Object pointing records:
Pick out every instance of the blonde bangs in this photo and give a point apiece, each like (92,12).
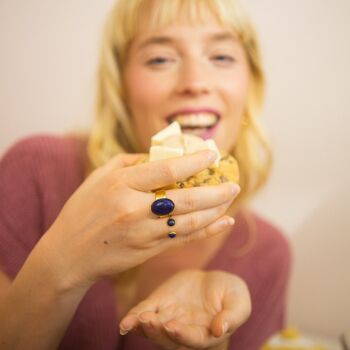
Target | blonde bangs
(113,131)
(134,16)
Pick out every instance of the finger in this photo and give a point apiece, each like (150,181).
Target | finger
(131,319)
(122,160)
(220,225)
(188,223)
(154,330)
(197,198)
(190,335)
(168,171)
(236,311)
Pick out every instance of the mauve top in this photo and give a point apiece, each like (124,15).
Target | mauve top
(37,176)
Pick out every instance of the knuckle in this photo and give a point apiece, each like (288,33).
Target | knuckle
(169,172)
(125,214)
(193,222)
(189,202)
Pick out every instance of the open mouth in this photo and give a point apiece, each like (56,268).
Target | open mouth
(196,123)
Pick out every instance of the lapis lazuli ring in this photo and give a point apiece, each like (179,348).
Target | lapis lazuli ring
(162,206)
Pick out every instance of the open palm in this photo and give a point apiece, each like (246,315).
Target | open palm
(193,309)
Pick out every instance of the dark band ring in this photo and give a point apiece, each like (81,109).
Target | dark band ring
(162,206)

SHORT PROBLEM:
Copy out all of the records above word for word, but leave out the picture.

TASK RESPONSE:
Pick out every instance of the blonde bangs in this photo and give a point apiece, each like (92,12).
Target | blonde bangs
(113,131)
(134,16)
Pick out every instance of the finger in this photo and give a point apiece, each like (150,181).
Target | finger
(131,319)
(122,160)
(220,225)
(188,223)
(154,330)
(197,198)
(190,335)
(168,171)
(236,311)
Pick out every instance of the mauve top in this photo and give a point apiece, each like (124,15).
Target | mauve top
(37,176)
Pick out every instance of the knuckle in this photo and give a point apiece, each like (288,33).
Target | knuckle
(169,172)
(125,214)
(193,222)
(189,202)
Pick out every instance of the open mouth in this photo and give a point apiece, each like (56,268).
Target | open mouth
(196,123)
Pick out every instance of the lapis lazuli ring in this photo and give a point apiece, each like (179,348).
Target | lapis lazuli ring
(162,206)
Pick out every instance of the open palm in this photo and give a point apiece, each like (246,315).
Target | open palm
(193,309)
Pick out every instance of the dark band ring in this photo and give a point apiece, each like (81,109).
Target | dark band ring
(162,206)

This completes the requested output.